By Andie Vasquez
An unpleasant funk is where my mind has been. It’s an odd longing for something more, but a lack of motivation to do it. I knew I needed to fight out of this funk before it grew into something worse, but almost felt helpless to do it. How much does it cost and can it fit into the budget? I thought. I’d be drawn to movies and just not move for hours. The cleanliness of the house declined. I stopped looking for a job. One day, I put in a Studio Ghibli movie and it sparked a curiosity within me.
For those who are unfamiliar, Studio Ghibli is a Japanese animation company that was founded in 1985. They are known for their animated feature films, short films and a few television commercials. Disney partnered with Ghibli to release their films internationally and translate them into other languages. Though the films are not owned by Disney, they were distributed by Disney. The English versions feature the voice talents of a myriad of high level actors including Sir Patrick Stewart, Christian Bale, Anne Hathaway, Billy Crystal and Liam Neeson. Even Amy Poehler had a role in one of the films.
________________
#### EXERCISE SET:
1. Render this sentence from the essay about Studio Ghibli into Spanish: "Though the films are not owned by Disney, they were distributed by Disney."
2. Using the essay about Studio Ghibli, explain in one to three sentences why Disney partnered with the studio.
3. Write the next part of the essay about a funk and Studio Ghibli films, picking up after its last sentence.
________________
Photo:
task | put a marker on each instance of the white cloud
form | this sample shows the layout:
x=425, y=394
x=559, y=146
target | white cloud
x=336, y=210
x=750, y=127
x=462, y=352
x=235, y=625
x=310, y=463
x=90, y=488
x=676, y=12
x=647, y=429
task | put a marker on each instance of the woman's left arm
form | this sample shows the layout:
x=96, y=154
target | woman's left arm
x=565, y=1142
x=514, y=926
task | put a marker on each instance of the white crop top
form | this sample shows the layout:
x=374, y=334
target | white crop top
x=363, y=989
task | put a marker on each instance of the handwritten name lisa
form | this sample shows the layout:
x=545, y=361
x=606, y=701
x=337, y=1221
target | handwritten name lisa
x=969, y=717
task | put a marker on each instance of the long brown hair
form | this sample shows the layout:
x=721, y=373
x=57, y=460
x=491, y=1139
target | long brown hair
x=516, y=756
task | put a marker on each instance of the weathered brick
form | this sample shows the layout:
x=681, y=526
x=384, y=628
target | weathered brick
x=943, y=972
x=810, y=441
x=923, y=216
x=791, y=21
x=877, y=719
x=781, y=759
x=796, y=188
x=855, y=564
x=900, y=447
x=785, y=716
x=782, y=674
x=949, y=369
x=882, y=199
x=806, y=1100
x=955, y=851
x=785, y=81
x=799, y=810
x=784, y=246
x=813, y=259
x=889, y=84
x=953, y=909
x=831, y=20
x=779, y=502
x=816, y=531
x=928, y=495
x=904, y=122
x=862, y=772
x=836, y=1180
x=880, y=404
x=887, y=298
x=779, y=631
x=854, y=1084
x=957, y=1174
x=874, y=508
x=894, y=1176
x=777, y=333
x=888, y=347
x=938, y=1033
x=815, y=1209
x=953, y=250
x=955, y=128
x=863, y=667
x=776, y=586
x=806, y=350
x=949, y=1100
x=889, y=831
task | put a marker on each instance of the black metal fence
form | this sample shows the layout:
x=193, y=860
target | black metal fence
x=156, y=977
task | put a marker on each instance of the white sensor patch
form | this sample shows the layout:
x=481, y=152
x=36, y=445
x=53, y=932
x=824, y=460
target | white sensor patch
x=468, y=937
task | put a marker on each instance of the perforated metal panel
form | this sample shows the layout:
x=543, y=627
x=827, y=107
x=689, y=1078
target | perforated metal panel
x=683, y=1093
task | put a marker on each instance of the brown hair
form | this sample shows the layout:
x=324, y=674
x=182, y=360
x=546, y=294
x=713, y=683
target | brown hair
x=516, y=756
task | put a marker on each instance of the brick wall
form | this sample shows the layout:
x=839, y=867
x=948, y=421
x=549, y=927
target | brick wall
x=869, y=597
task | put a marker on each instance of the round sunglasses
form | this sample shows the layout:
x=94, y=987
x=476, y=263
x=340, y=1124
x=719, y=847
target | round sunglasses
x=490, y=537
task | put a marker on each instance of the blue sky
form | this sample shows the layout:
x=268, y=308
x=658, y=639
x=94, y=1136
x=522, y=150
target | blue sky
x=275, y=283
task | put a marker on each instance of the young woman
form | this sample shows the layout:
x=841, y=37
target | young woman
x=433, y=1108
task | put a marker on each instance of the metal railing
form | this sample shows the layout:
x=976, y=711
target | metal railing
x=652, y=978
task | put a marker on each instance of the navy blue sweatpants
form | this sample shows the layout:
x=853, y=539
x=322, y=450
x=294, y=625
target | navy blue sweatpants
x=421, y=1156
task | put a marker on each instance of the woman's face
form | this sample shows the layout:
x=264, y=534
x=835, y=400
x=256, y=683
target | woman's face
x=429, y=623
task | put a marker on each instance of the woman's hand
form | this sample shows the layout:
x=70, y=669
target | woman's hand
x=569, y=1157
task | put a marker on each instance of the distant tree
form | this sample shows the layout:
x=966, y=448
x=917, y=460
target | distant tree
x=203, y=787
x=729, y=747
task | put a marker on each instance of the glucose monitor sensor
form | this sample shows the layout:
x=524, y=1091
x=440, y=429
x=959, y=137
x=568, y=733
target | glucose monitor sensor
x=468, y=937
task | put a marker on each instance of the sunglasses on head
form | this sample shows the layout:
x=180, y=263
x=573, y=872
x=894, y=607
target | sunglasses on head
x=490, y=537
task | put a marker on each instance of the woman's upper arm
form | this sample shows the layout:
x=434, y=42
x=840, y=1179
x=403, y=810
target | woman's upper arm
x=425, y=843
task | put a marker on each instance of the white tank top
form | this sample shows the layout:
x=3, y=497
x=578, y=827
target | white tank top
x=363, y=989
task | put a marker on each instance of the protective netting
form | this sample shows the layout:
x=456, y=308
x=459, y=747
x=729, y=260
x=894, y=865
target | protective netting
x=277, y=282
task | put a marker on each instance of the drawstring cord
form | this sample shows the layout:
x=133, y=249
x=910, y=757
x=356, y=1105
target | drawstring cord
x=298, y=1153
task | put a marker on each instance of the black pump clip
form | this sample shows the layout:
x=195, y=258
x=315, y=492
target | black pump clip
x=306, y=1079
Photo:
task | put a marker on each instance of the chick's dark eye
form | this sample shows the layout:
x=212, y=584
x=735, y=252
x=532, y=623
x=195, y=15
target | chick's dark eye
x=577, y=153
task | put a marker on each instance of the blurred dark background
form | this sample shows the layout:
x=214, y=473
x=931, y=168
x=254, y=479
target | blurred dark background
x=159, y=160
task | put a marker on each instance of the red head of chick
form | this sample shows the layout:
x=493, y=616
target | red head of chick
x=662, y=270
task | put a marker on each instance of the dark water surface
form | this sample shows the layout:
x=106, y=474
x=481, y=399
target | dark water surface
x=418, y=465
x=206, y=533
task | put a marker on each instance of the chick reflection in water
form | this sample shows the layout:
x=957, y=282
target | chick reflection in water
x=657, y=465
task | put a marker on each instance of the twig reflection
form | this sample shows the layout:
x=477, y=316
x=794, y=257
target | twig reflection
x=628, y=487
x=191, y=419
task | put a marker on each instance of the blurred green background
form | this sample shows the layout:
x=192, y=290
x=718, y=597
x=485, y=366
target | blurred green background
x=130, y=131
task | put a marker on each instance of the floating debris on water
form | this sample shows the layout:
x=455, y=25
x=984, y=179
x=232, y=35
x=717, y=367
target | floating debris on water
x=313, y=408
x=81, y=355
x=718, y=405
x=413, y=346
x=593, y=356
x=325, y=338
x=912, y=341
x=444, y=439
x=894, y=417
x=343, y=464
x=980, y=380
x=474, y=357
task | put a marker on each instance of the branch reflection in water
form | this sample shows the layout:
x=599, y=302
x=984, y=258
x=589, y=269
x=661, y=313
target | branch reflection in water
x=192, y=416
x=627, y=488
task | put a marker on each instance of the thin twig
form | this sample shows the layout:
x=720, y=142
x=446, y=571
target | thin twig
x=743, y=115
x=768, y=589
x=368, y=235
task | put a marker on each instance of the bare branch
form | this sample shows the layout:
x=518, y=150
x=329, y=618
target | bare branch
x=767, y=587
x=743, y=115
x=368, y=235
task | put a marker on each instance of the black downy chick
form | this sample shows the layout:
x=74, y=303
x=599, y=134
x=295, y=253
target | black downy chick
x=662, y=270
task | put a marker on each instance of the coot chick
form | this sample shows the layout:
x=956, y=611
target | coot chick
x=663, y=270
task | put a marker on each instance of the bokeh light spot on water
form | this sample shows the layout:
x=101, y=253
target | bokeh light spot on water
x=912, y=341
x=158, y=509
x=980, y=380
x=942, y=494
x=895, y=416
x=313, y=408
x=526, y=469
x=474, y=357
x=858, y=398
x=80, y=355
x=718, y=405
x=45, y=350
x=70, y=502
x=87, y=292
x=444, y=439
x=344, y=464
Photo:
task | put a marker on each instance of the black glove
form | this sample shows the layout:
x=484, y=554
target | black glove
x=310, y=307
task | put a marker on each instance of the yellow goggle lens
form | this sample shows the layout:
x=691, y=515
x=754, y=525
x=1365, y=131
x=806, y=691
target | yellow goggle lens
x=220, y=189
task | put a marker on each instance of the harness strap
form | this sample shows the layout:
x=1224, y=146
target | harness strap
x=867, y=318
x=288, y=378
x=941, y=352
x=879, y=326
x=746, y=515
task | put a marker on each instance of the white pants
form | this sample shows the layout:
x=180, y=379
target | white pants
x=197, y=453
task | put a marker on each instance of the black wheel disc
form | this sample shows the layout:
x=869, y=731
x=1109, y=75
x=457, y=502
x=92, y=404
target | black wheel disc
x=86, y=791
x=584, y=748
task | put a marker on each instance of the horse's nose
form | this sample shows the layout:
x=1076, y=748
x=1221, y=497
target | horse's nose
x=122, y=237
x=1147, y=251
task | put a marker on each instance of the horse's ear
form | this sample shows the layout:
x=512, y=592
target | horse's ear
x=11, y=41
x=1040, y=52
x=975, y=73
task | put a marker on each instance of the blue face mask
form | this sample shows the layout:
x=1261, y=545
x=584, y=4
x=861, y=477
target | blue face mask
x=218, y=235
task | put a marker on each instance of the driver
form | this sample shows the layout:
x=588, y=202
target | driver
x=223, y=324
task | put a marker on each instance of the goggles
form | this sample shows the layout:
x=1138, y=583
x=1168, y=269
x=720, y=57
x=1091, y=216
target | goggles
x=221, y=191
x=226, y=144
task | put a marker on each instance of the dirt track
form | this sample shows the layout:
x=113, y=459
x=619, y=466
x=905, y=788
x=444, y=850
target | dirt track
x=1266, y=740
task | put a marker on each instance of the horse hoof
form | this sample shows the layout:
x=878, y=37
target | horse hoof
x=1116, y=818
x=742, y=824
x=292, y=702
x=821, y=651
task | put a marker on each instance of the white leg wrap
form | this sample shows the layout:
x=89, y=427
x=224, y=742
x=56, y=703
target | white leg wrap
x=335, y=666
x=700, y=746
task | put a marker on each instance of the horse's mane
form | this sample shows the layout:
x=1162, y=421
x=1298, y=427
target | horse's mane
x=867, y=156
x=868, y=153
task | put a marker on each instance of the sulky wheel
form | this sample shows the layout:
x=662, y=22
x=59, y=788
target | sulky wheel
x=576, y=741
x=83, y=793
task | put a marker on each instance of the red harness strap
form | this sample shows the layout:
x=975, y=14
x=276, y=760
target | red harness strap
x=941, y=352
________________
#### RESPONSES TO THE TASKS:
1. Aunque las películas no son propiedad de Disney, fueron distribuidas por Disney.

2. Disney partnered with Studio Ghibli to release the studio's films internationally and translate them into other languages.

3.
If you have never seen a Studio Ghibli film, I encourage you to pause and look them up. They are incredible. I would suggest Howl’s Moving Castle (it’s the first one I saw) or Kiki’s Delivery Service (my favorite), though any one you choose will be excellent.
I love the magical worlds of Studio Ghibli films, and often long to live inside of them. The bright animation and, oh my goodness, the food! What captures my attention right now are the films set in our modern non magical world. They exist in our world, and somehow the characters lives are still fulfilling and enchanting. The most defining feature of Ghibli protagonists is their strong character development. It is why I love the stories so much. But what details encompass their lives and the worlds they live in? How do they build such lovable yet complex and growing characters? Could I also live as magical a life as they even without talking cats or fire demons? I’d like to find out.
Something I have to remind myself about television is they aren’t going to show you every minute of every day. You don’t watch the slow days. You don’t watch them watching TV, cleaning the toilet, sitting in traffic, zoned out petting the cat, reading a book, etc. A movie would probably just, skip over that to the more exciting bits. We can’t just skip over the mundane parts of our lives and I have to keep reminding myself of that. My life isn’t boring because I don’t have it filled to the brim, with over the top excitment every single day.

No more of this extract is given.